[Opening Supplied passage section]
Oyezl Oyezl Oyez! All persons having business before the honorable, the Supreme Court of the United States are admonished to draw near and give their attention, for the court is now sitting. God save the United States and this honorable court.
The summer vacation ended with the traditional cry of the marshal. And the very haste with which the court hustled through ceremony and got down to its closed-door business testified to its crowded calendar. The nine blackrobed justices spent just 24 minutes admitting 70 new attorneys to practice before them; then they retired to their spacious, book-lined conference room. There they devoted the rest of the week to deciding which of the appeals and petitions that had piled up during the summer merit consideration. By their choice of cases, the justices would determine the issues they will be ruling on in months ahead. “We are very quiet there,” Justice Oliver Wendell Holmes once said. “But it is the quiet of a storm center.”
[Closing Supplied passage section]
List every number in the passage on the Supreme Court's return from summer vacation, and give what each one counts.
[Opening Dataset records section]
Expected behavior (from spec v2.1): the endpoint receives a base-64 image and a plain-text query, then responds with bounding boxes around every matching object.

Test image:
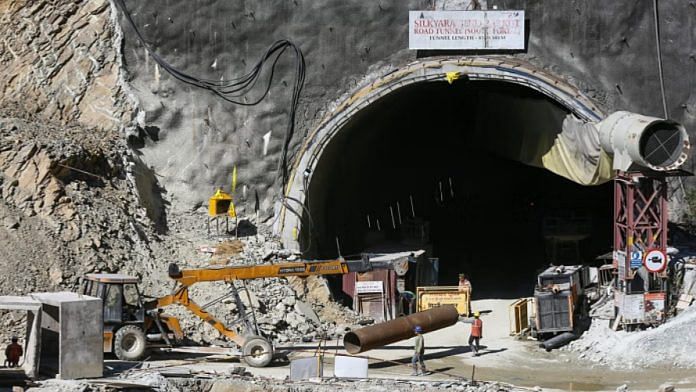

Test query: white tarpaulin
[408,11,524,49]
[Closing Dataset records section]
[Opening Dataset records section]
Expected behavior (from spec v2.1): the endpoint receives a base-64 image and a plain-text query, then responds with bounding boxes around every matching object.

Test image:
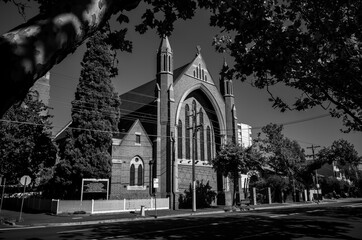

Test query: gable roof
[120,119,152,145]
[Closing Dataset records section]
[Opening Dataset records section]
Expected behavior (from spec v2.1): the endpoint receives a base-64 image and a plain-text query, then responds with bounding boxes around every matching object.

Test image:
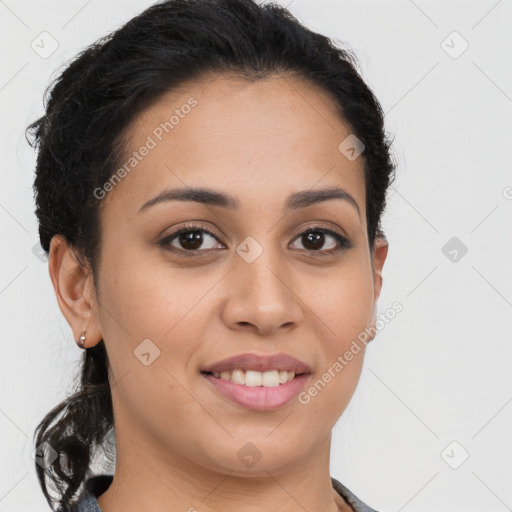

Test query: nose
[Closing Dataset records section]
Result for this exercise:
- Nine: the black-robed justices
- 24: the minutes they spent admitting new attorneys
- 70: the new attorneys admitted to practice before the court